Referring expression pointing data:

———

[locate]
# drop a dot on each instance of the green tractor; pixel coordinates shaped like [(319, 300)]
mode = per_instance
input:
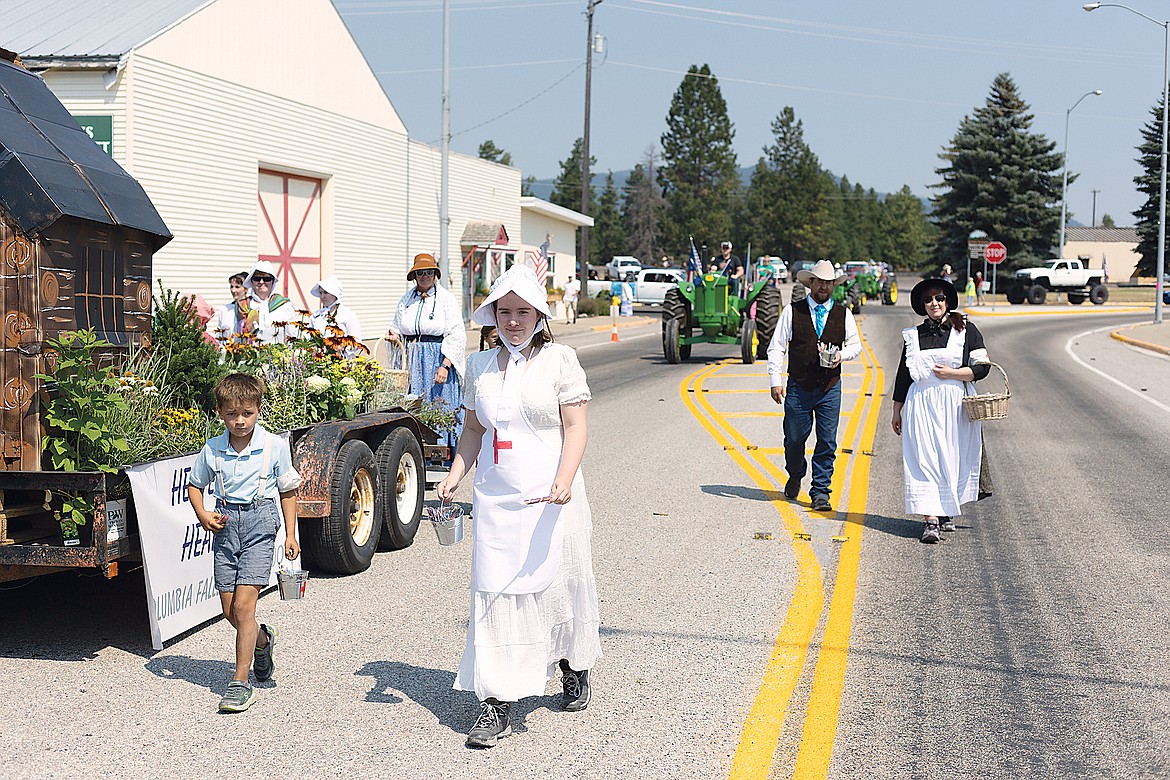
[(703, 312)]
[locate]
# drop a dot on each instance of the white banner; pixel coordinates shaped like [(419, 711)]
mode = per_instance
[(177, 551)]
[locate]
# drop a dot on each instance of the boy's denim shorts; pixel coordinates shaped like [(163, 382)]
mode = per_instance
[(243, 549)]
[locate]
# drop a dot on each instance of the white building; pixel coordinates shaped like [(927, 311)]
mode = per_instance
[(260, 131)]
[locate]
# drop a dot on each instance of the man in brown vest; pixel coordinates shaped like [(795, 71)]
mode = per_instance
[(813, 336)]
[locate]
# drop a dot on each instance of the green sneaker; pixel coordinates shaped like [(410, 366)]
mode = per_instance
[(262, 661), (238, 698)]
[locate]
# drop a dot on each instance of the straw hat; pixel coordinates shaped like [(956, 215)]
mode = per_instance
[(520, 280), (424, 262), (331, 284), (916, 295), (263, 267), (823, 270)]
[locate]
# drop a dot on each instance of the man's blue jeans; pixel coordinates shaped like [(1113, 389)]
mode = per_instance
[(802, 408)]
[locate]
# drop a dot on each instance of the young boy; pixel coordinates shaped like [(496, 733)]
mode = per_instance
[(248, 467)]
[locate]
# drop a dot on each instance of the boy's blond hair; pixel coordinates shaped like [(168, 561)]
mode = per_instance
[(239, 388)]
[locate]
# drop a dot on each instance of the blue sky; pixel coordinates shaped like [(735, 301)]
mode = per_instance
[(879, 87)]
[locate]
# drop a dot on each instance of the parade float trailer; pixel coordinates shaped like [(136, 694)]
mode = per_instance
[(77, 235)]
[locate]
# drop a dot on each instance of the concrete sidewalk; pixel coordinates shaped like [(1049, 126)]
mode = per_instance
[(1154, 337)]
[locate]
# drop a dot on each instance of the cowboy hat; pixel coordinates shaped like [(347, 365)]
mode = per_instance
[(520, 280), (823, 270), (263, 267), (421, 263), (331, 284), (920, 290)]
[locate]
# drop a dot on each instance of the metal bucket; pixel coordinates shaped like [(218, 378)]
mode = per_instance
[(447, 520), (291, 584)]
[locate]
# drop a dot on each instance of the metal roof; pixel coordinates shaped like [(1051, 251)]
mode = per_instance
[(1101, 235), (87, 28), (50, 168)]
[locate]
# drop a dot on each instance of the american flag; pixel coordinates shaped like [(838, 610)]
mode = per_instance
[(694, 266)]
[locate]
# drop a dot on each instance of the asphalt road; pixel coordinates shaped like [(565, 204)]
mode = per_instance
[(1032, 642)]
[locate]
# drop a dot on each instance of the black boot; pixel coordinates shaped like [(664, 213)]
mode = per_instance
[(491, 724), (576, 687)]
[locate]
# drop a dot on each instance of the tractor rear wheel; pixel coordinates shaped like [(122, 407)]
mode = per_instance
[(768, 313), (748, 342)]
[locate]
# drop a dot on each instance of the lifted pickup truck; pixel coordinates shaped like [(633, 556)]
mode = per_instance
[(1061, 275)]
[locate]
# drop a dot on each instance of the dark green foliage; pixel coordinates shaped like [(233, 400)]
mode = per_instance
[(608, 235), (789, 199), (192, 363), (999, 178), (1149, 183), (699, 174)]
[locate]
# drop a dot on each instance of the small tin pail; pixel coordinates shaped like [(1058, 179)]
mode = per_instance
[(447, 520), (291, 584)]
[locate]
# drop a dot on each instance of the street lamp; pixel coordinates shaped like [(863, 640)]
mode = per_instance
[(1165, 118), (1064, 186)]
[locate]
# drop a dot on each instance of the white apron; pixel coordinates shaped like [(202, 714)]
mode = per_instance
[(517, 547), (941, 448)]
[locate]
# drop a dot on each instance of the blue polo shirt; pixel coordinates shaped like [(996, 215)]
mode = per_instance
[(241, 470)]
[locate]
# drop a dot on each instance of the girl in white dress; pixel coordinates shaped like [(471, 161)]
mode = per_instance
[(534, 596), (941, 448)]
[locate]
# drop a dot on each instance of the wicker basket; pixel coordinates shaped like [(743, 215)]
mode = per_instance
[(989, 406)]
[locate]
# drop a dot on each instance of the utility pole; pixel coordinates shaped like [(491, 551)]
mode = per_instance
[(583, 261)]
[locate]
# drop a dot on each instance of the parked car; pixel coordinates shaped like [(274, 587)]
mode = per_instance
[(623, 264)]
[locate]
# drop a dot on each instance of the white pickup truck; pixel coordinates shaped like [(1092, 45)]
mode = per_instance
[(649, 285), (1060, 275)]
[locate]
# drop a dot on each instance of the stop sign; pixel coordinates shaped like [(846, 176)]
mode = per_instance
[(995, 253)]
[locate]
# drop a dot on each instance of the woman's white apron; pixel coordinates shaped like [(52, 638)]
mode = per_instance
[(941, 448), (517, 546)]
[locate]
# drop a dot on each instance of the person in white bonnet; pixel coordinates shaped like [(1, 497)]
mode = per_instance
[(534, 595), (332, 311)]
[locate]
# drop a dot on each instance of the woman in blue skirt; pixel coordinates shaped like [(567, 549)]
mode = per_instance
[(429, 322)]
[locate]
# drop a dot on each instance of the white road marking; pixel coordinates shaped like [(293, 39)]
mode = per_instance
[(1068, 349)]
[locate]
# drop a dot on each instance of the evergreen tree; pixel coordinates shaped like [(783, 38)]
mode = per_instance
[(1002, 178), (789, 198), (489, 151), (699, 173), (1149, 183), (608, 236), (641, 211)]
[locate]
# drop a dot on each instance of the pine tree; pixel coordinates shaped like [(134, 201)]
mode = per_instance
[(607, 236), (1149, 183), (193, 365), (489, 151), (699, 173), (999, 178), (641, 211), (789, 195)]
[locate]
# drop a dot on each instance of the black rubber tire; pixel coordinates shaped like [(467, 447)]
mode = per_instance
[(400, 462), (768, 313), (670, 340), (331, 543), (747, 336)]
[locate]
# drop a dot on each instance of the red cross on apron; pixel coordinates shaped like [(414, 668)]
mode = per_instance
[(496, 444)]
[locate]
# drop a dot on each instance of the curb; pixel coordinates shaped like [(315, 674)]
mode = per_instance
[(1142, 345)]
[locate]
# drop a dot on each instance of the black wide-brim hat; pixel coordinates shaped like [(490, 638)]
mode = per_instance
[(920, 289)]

———

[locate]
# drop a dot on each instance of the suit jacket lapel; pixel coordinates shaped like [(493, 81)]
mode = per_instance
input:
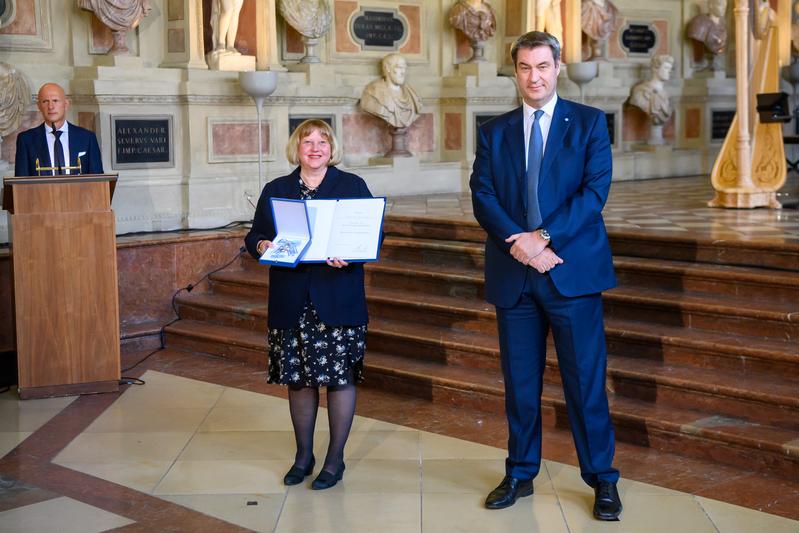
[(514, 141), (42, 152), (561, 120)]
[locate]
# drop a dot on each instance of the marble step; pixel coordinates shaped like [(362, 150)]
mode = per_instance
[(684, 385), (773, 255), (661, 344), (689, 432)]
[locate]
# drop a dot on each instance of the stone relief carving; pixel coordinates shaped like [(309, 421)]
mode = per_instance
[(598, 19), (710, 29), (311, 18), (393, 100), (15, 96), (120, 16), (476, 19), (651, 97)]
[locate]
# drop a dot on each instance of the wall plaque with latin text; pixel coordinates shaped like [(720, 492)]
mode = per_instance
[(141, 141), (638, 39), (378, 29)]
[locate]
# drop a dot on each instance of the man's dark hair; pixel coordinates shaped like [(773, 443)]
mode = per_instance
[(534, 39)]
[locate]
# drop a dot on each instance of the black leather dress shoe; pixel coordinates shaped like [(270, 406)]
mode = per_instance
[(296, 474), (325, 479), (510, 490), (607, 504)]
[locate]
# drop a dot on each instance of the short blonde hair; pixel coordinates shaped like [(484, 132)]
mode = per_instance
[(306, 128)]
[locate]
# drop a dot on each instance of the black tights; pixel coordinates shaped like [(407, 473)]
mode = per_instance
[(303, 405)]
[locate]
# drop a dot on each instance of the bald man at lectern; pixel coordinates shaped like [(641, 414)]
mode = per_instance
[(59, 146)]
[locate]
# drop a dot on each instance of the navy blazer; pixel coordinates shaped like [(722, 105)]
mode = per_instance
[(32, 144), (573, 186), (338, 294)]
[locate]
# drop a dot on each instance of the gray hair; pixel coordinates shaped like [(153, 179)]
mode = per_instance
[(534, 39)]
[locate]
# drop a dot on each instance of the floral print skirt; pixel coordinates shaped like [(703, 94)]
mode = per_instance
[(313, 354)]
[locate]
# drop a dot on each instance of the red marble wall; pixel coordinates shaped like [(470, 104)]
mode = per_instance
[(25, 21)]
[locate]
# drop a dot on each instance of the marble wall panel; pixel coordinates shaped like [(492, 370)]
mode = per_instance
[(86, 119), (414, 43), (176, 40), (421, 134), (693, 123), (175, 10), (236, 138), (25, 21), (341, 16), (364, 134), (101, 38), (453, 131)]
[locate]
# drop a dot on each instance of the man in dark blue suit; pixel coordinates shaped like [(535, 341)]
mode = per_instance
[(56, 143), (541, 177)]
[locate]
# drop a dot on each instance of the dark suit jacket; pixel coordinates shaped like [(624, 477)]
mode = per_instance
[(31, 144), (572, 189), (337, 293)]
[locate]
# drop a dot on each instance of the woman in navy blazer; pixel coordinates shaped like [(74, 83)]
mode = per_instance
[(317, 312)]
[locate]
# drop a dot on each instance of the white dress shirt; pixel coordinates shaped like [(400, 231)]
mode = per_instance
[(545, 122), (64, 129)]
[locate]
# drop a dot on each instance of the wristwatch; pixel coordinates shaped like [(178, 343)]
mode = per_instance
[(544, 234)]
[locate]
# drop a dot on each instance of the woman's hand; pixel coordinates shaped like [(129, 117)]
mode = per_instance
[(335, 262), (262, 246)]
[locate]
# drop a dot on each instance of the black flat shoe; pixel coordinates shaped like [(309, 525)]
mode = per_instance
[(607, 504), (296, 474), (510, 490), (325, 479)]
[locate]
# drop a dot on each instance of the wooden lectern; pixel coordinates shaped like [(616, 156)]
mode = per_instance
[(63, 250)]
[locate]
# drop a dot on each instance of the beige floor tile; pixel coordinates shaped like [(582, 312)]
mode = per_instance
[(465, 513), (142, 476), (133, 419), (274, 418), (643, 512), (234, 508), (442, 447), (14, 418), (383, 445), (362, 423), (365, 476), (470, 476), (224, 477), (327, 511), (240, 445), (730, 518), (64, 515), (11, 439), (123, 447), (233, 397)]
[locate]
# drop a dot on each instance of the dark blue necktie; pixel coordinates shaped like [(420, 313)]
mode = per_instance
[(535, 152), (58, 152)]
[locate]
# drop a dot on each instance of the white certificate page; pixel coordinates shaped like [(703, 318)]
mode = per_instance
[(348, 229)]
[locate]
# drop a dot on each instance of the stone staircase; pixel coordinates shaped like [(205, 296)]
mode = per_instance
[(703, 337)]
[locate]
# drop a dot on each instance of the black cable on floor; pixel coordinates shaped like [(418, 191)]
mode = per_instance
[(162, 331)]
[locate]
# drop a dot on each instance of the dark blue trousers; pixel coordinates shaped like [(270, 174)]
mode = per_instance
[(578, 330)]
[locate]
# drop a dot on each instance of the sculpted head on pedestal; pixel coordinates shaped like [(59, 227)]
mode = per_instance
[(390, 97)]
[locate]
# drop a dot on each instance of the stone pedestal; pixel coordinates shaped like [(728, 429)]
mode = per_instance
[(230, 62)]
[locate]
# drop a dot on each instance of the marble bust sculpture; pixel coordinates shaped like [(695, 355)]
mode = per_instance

———

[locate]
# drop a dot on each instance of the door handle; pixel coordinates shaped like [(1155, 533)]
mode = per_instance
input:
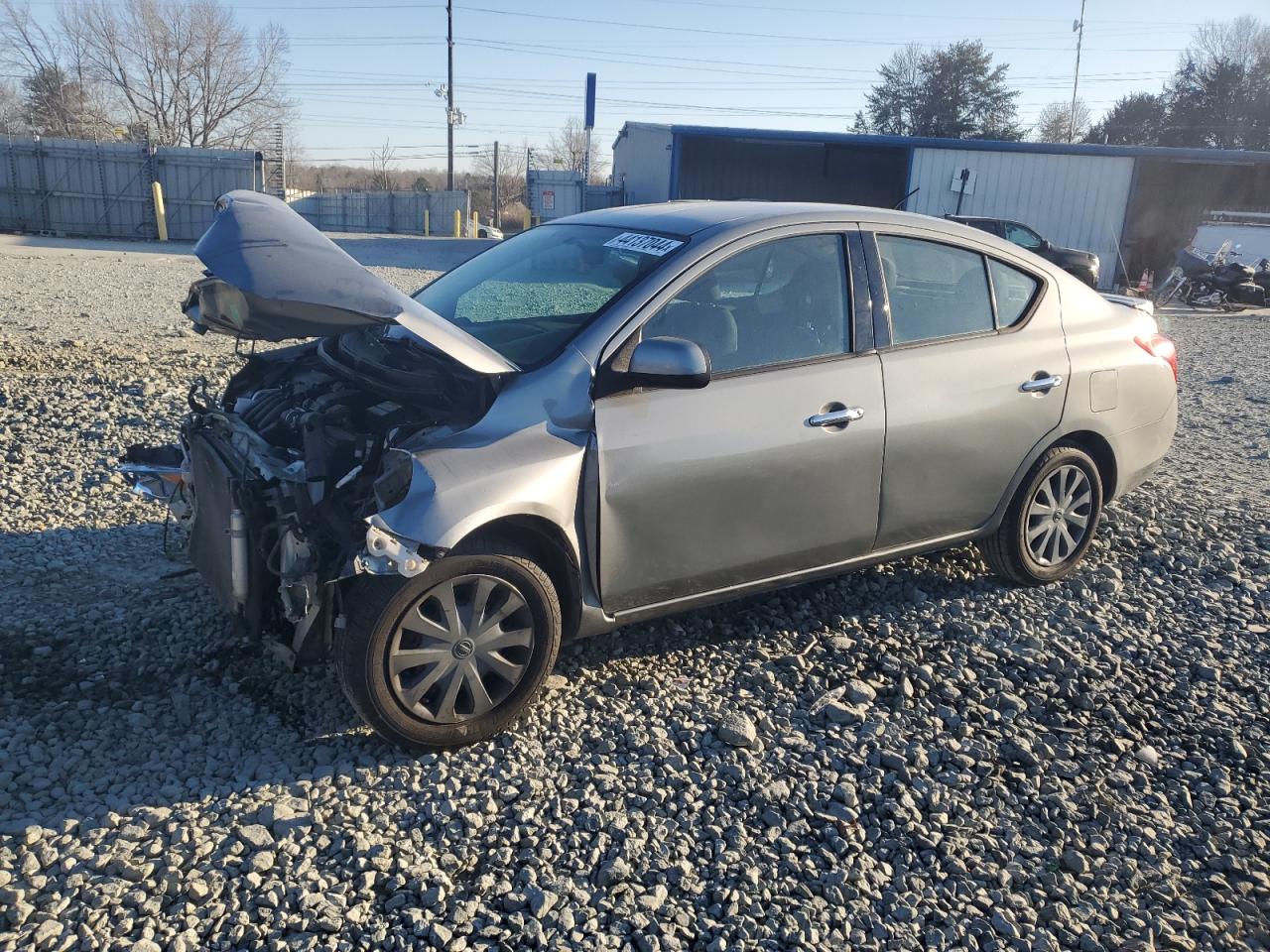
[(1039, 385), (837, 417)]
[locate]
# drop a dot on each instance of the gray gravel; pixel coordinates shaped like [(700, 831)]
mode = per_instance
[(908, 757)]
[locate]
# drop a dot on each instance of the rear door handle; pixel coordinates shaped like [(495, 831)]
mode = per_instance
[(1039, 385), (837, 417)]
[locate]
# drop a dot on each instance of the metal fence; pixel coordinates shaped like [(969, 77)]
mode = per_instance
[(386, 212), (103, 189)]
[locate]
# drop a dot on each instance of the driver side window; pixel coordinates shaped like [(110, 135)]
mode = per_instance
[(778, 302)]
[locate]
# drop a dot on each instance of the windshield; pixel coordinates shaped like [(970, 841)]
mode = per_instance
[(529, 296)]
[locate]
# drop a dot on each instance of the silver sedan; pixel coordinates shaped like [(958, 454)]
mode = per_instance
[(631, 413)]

———

HOW TO COMPLETE THIS TASK: In the entries above, find each line with the word "navy" and return it.

SOLUTION TO THE EXERCISE:
# drop a dot on each instance of the navy blazer; pixel coordinates shaped like [(722, 105)]
# drop a dot on each instance of the woman in navy blazer; pixel coordinates shaped like [(74, 83)]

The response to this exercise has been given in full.